REQUEST 1
Copy the lines of the records word for word, starting with the line that contains "sign shown above." and going on through the last line of the records.

If
\[\psi = \psi (x,y,z)\]
is continuously differentiable, then \[\int \int \int_V \mathbf{\nabla} \psi \: dV = \int \int_S \psi \mathbf{n}\]
Proof Let
\[\mathbf{F}= \mathbf{a} \psi\]
where \[\mathbf{a}\]
is a constant vector. Apply the Divergence Theorem.\[\int \int \int_V \mathbf{\nabla} \cdot (\mathbf{a} \psi ) dV = \int \int_S ( \mathbf{a} \psi) \cdot \mathbf{n} dS \]
We can rewrite this as
\[\int \int \int_V \mathbf{a} \cdot (\mathbf{\nabla} \psi ) dV = \int \int_S ( \mathbf{a} \cdot (\psi \mathbf{n}) dS \]
Since
\[\mathbf{a}\]
is a constant vector we can take it out as a factor, obtaining\[\mathbf{a} \cdot \int \int \int_V (\mathbf{\nabla} \psi ) dV = \mathbf{a} \cdot \int \int_S (\psi \mathbf{n}) dS \]
Hence
\[ \int \int \int_V (\mathbf{\nabla} \psi ) dV = \int \int_S (\psi \mathbf{n}) dS \]

REQUEST 2
In the proof about the volume integral of the gradient, why can the vector a be moved outside the integrals?

ENTRIES PROVIDED
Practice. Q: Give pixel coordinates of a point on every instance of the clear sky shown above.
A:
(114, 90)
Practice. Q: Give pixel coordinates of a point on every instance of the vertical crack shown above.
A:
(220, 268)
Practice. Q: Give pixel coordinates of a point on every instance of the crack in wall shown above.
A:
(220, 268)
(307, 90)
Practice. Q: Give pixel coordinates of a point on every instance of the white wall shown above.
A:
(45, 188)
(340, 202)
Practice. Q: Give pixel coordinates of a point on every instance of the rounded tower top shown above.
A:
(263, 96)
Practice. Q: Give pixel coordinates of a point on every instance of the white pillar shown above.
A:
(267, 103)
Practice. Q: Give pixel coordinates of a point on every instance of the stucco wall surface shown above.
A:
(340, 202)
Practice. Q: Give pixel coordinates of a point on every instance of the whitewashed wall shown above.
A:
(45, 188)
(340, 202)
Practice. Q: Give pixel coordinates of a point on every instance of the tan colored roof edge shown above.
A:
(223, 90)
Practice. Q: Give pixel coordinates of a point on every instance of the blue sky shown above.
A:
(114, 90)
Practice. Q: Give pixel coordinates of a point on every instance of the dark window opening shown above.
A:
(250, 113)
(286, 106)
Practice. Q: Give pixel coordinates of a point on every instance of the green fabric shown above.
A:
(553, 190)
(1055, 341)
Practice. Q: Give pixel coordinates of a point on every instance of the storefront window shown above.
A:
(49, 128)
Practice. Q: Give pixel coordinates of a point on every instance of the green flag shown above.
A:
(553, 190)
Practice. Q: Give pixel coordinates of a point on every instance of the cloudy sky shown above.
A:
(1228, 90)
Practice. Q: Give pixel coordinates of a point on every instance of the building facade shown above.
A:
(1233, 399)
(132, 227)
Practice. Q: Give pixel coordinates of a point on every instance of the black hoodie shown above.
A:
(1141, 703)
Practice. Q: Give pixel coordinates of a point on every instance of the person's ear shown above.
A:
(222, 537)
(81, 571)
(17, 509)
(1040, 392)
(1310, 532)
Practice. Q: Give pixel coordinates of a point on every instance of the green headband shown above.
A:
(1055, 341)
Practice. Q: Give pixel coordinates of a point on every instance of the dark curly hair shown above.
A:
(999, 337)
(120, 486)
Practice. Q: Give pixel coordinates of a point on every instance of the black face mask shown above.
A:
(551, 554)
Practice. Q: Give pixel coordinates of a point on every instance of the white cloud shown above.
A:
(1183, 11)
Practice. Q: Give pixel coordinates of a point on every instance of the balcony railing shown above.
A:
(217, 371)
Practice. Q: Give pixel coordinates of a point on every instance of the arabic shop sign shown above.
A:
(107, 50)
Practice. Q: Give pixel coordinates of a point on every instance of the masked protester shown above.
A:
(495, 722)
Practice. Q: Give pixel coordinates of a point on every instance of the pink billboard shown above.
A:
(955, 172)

EXERCISE ANSWER 1
Practice. Q: Give pixel coordinates of a point on every instance of the arabic shop sign shown above.
A:
(107, 50)
Practice. Q: Give pixel coordinates of a point on every instance of the masked protester shown above.
A:
(495, 722)
Practice. Q: Give pixel coordinates of a point on every instance of the pink billboard shown above.
A:
(955, 172)

EXERCISE ANSWER 2
Because a is a constant vector, it can be taken out as a factor. This gives a · ∫∫∫_V (∇ψ) dV = a · ∫∫_S (ψn) dS.